● **Instructions to follow**
In the records, reproduce every line from the one containing "Q: Identify a point on each instance of the bush" through the one containing "257), (391, 261)]", both included, and leave the pictures out.

◇ ◇ ◇ ◇

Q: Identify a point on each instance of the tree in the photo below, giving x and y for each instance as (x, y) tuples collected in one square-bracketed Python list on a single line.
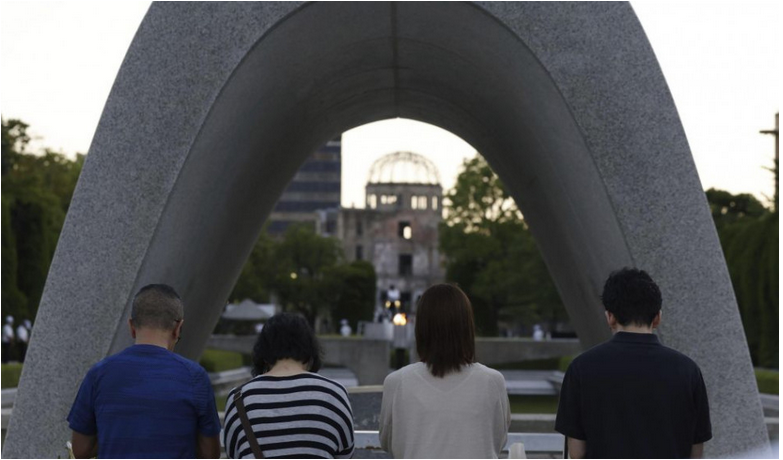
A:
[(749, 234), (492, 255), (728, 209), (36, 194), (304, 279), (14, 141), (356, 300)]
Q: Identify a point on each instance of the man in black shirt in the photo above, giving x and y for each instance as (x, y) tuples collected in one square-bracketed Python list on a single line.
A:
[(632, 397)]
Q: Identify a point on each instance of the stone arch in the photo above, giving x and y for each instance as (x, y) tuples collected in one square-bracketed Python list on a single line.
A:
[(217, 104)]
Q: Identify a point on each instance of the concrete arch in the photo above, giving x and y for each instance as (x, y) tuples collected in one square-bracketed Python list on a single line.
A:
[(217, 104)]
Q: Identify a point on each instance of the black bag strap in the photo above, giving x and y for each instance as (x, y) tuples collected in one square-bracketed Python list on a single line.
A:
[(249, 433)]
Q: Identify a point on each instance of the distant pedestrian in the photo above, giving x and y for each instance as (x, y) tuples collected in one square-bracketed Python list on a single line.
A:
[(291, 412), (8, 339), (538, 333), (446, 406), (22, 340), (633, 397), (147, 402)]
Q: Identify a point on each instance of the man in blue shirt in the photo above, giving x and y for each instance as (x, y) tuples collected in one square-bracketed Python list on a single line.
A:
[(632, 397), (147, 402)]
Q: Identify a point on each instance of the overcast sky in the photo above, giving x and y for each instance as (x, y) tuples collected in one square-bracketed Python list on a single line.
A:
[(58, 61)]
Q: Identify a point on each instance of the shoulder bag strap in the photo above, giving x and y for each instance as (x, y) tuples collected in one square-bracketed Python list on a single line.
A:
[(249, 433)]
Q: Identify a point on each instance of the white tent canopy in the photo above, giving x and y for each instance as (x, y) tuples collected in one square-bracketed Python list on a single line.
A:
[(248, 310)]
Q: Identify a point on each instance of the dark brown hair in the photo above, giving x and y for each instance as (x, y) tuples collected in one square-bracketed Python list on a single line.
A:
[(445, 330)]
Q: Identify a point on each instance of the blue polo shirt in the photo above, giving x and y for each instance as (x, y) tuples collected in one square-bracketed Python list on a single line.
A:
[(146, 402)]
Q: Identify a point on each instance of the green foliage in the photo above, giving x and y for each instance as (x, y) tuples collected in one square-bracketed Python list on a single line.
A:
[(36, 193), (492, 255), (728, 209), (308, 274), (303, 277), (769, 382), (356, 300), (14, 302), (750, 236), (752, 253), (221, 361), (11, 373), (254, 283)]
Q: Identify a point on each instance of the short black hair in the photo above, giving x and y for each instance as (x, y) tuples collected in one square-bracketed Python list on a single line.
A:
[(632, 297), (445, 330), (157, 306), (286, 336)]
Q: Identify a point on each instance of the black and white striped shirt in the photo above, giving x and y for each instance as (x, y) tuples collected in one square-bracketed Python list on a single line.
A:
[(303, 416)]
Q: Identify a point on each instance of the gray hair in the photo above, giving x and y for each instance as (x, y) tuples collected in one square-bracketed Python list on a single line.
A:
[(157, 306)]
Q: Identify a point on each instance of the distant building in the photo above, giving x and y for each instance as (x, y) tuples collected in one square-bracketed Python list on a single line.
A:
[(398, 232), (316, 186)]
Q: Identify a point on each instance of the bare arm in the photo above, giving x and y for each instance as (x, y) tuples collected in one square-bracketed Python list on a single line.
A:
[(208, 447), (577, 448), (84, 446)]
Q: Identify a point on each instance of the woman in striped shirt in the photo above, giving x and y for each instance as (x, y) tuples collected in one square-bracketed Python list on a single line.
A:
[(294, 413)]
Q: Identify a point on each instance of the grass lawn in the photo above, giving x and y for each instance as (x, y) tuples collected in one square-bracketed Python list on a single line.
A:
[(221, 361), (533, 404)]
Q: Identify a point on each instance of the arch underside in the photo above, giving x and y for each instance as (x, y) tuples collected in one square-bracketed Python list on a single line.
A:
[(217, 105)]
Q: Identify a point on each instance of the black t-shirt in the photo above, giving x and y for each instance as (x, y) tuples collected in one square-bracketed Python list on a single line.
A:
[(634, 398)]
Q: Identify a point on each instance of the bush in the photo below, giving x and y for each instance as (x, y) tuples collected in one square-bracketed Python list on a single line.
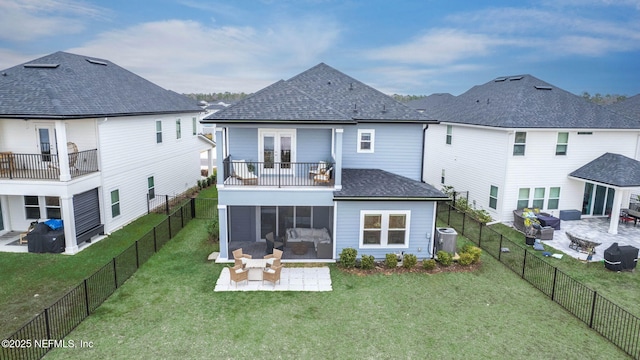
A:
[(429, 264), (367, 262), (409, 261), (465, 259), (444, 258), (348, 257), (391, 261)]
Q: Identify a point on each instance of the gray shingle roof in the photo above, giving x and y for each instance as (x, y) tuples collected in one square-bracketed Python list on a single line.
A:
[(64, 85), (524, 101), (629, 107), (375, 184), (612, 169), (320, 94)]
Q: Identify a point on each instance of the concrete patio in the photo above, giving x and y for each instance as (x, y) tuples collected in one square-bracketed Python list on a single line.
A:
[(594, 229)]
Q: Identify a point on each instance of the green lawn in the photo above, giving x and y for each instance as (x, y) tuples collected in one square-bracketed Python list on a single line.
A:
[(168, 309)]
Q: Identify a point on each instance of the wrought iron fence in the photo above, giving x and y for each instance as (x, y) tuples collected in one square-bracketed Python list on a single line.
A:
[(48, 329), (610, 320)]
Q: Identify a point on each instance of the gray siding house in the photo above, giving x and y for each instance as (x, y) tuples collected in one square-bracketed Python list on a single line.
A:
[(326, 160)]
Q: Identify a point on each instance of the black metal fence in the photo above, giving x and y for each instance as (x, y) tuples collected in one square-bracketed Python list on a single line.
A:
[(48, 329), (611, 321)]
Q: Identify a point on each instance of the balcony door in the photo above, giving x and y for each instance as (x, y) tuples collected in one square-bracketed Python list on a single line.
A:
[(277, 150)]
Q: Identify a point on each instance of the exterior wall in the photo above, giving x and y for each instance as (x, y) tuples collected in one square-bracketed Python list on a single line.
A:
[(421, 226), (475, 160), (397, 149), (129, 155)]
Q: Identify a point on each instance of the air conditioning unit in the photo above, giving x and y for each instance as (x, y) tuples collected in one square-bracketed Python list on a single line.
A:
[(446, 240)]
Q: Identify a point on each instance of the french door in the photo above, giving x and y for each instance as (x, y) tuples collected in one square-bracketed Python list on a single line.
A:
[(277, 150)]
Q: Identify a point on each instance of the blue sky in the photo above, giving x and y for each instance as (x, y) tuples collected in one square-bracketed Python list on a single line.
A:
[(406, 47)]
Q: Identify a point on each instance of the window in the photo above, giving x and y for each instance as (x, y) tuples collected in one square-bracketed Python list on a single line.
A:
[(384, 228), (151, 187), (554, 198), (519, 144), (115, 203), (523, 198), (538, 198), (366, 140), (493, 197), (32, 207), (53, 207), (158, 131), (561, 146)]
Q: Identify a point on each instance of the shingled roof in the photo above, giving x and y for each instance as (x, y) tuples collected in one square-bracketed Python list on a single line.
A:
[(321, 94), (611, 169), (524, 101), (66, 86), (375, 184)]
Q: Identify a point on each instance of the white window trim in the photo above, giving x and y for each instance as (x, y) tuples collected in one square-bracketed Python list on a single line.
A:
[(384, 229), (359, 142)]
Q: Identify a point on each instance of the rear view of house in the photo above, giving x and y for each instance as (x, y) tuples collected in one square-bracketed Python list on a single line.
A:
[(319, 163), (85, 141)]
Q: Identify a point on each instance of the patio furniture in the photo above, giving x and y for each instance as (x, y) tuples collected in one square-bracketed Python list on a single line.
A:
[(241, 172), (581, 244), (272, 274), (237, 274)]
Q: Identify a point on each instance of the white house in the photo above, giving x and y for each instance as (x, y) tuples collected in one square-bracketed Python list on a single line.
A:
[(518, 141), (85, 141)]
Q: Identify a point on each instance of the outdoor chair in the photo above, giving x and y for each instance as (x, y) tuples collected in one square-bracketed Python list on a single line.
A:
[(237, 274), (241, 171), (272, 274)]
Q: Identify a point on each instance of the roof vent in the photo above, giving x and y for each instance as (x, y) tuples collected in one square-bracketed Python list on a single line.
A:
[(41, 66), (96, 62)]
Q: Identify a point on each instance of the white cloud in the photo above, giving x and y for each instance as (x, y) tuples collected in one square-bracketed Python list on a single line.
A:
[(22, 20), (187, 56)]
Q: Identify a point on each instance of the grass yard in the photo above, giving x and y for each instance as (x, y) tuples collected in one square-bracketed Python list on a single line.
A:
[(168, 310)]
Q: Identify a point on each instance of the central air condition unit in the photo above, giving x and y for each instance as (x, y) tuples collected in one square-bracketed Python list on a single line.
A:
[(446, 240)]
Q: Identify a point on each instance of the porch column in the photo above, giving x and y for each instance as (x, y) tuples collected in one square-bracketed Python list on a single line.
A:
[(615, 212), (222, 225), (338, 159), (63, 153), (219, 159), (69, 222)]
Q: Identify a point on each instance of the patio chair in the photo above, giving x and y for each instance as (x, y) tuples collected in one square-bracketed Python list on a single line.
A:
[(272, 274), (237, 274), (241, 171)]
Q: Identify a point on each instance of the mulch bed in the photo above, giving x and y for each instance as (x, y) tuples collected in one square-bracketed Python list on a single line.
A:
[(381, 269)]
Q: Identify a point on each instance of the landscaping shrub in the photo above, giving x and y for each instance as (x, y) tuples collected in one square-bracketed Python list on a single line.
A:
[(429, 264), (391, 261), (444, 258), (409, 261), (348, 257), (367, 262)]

◇ ◇ ◇ ◇

● **Response below**
Q: Identify a point on each instance of the bush in the photo below, giving x and y for each instance as (x, y) tuples collected in one square-bracketed Python list on a single line.
A:
[(429, 264), (367, 262), (409, 261), (465, 259), (444, 258), (348, 257), (391, 261)]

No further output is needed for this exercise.